» **Stated goal**: Reproduce, word for word, the lines of the data below from the line containing "Annotation instructions: The target class is building" through the line containing "533;351;648;379", including both of those lines.

» **Data shown**:
◇ ◇ ◇ ◇ ◇ ◇ ◇

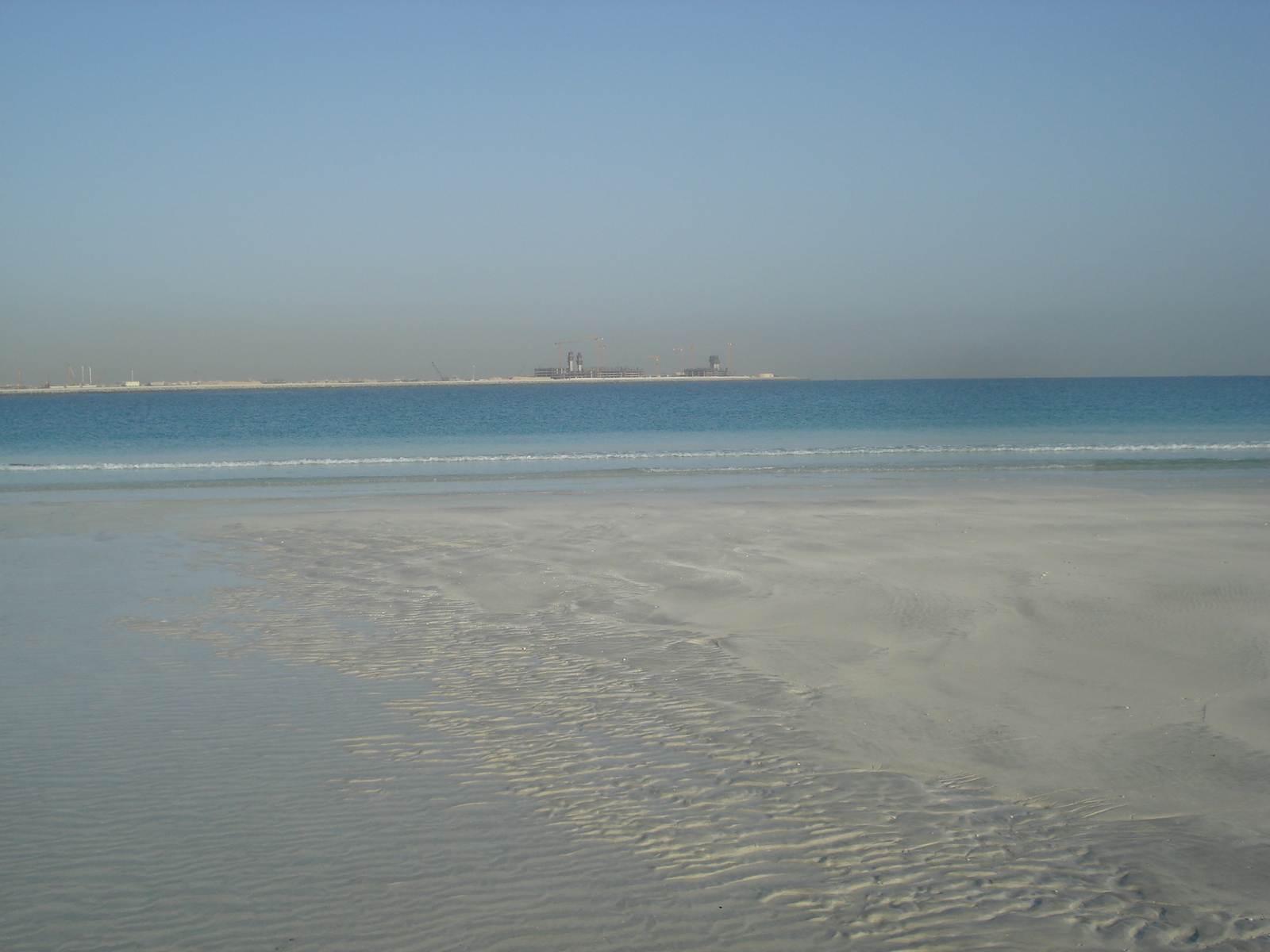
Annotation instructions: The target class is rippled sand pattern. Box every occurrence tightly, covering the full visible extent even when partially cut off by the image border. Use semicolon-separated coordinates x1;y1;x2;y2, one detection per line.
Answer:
119;500;1270;950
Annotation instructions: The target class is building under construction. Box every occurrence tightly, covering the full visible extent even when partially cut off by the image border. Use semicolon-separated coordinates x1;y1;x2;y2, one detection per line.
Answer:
679;354;732;377
533;351;648;379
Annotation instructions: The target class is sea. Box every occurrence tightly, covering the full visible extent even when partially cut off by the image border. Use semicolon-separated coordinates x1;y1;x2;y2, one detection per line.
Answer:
0;377;1270;497
0;377;1270;952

◇ ◇ ◇ ◇ ◇ ◇ ◇

» **Task answer**:
Annotation instructions: The target class is building under construction. Box every occurrence tightly, covering the full visible extent even when partially cut off by the image border. Use semicolon-separated coordinates x1;y1;x2;y2, one detection per line.
Answer:
679;354;732;377
533;351;648;379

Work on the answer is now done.